Classification by Structural Complexity

Sensory receptors can be structurally simple or complex:

• Unencapsulated (Free) Nerve Endings: Detect temperature, pain, and pressure. Found throughout the body, especially in epithelial and connective tissues.

• Encapsulated Nerve Endings: Dendrite endings surrounded by connective tissue, specialized for pressure and stretch (e.g., Meissner's corpuscles, Pacinian corpuscles).

Sensory Receptor Physiology

Stimulation of a receptor produces a graded potential, which, if strong enough, triggers an action potential. The frequency of action potentials encodes the strength of the stimulus. Sensory adaptation refers to a decrease in sensitivity during a constant stimulus. Tonic receptors (e.g., nociceptors, proprioceptors) adapt slowly or not at all, maintaining a sustained response.
####
● **EXERCISE INSTRUCTIONS**:
a. Answer these questions from the passage on sensory receptors, one per line:
(i) What do unencapsulated nerve endings detect?
(ii) What surrounds the dendrite endings in encapsulated nerve endings?
(iii) What encodes the strength of the stimulus?
b. Echo the passage on sensory receptors word for word, everything from "Sensory receptors can" down to "a sustained response.".

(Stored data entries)
####
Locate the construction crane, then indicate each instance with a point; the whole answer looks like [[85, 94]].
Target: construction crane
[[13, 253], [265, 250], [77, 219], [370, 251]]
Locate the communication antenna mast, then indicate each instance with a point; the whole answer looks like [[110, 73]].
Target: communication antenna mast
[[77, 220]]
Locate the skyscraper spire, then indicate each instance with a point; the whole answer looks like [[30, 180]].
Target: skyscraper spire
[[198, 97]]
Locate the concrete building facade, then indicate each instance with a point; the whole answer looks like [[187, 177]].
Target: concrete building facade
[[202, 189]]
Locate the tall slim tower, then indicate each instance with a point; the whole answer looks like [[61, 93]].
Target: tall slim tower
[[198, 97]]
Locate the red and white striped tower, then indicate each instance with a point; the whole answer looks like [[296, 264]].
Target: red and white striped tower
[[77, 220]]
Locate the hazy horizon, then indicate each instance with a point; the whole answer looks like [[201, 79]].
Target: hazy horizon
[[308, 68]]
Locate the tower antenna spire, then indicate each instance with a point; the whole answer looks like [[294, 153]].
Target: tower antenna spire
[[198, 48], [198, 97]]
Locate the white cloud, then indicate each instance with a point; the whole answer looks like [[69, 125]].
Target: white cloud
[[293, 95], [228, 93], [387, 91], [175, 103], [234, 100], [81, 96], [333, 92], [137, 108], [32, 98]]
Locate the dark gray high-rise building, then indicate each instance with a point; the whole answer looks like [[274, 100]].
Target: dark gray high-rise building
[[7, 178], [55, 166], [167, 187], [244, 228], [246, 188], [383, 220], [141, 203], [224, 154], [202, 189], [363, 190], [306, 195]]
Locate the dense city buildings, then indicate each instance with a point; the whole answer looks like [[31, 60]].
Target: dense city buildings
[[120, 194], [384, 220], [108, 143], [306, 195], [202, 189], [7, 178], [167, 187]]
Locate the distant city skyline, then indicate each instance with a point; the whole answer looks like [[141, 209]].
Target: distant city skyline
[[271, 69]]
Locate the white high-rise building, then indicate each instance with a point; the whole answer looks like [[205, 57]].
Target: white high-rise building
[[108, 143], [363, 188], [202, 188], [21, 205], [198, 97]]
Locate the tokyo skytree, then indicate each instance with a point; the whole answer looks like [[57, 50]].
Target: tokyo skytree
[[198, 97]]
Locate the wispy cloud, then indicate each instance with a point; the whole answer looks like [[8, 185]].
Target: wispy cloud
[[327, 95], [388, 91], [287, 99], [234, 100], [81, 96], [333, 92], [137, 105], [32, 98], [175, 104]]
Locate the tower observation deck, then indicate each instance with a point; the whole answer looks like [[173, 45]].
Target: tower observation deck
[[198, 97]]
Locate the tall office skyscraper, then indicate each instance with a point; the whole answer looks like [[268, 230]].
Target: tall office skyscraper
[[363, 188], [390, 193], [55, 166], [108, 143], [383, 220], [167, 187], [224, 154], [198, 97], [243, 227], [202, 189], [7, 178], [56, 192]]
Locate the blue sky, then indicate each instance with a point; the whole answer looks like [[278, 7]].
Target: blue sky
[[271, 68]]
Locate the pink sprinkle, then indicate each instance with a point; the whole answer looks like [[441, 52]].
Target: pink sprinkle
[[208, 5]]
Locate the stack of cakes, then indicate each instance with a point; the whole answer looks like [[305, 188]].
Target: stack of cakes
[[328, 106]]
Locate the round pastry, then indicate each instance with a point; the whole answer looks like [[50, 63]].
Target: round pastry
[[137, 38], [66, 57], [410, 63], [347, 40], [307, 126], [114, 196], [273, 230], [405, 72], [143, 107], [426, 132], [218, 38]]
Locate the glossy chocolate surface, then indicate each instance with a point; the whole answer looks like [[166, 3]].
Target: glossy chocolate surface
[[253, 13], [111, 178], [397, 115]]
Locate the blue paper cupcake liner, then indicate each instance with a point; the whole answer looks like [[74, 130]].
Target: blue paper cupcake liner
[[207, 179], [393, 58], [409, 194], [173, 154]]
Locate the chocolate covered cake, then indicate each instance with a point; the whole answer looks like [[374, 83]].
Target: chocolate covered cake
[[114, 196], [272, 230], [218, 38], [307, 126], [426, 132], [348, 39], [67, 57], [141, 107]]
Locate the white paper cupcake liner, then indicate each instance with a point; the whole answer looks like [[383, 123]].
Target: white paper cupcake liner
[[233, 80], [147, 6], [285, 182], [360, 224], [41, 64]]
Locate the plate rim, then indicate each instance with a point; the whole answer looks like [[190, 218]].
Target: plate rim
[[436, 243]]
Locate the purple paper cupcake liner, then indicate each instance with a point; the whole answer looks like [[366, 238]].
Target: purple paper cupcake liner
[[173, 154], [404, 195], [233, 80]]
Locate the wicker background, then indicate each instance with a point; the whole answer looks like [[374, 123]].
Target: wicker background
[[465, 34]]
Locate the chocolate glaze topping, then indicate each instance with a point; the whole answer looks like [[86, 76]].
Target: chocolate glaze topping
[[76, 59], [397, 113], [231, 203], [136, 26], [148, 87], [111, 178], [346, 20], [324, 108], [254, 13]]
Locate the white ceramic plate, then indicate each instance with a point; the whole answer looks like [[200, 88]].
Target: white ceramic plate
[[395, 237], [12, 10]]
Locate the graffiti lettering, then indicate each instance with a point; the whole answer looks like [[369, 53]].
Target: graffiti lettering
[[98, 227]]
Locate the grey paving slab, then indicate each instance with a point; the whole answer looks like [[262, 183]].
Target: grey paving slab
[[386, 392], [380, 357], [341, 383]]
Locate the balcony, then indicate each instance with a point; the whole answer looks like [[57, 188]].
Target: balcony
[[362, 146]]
####
● **ANSWERS IN ORDER**:
a.
(i) Temperature, pain, and pressure
(ii) Connective tissue
(iii) The frequency of action potentials

b.
Sensory receptors can be structurally simple or complex:

• Unencapsulated (Free) Nerve Endings: Detect temperature, pain, and pressure. Found throughout the body, especially in epithelial and connective tissues.

• Encapsulated Nerve Endings: Dendrite endings surrounded by connective tissue, specialized for pressure and stretch (e.g., Meissner's corpuscles, Pacinian corpuscles).

Sensory Receptor Physiology

Stimulation of a receptor produces a graded potential, which, if strong enough, triggers an action potential. The frequency of action potentials encodes the strength of the stimulus. Sensory adaptation refers to a decrease in sensitivity during a constant stimulus. Tonic receptors (e.g., nociceptors, proprioceptors) adapt slowly or not at all, maintaining a sustained response.